### What you should do
Recast the records as a two-column CSV with the header phrase,points, giving one row per record: the phrase in one quoted field and its full answer in the other, with any line breaks replaced by spaces. Include every record.

### Records for this task
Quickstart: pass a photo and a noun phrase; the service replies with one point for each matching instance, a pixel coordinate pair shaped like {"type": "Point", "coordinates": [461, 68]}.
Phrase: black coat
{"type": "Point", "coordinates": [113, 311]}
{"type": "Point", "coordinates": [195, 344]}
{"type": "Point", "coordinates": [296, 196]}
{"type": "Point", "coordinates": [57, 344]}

### Full response
phrase,points
"Quickstart: pass a photo and a noun phrase; the service replies with one point for each matching instance, a pixel coordinate pair shaped like {""type"": ""Point"", ""coordinates"": [461, 68]}. Phrase: black coat","{""type"": ""Point"", ""coordinates"": [113, 311]} {""type"": ""Point"", ""coordinates"": [195, 344]} {""type"": ""Point"", ""coordinates"": [296, 196]} {""type"": ""Point"", ""coordinates"": [57, 344]}"